TASK DIRECTIONS:
As an exercise, copy out the entries exactly as written.
■ ■ ■ ■
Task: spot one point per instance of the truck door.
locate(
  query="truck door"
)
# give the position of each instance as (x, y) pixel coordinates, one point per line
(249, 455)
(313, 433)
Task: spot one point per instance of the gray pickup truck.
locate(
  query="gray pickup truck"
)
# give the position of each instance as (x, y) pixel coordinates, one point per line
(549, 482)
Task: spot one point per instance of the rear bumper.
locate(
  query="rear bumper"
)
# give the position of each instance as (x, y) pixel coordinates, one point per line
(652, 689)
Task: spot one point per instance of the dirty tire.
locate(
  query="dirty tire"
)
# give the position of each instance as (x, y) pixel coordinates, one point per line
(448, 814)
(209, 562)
■ ■ ■ ■
REPLY:
Task: spot one point per instance of the truck door.
locate(
  query="truck door"
)
# give the position of each instance as (x, y) pixel coordinates, one point per line
(249, 455)
(313, 433)
Task: spot one point per instance of the gray pickup truck.
locate(
  query="gray pickup truck"
)
# give the position of each instance as (x, y) pixel coordinates, one point per line
(549, 482)
Task: spot one point per instance of the rear bumper.
locate(
  query="rear bumper"
)
# give the position of each instance as (x, y) pixel coordinates, one point per line
(652, 689)
Task: spot one point per instance of the dirty tire.
locate(
  query="dirty tire"
)
# give the position of each instance as (x, y) pixel coordinates, one point per line
(448, 814)
(209, 562)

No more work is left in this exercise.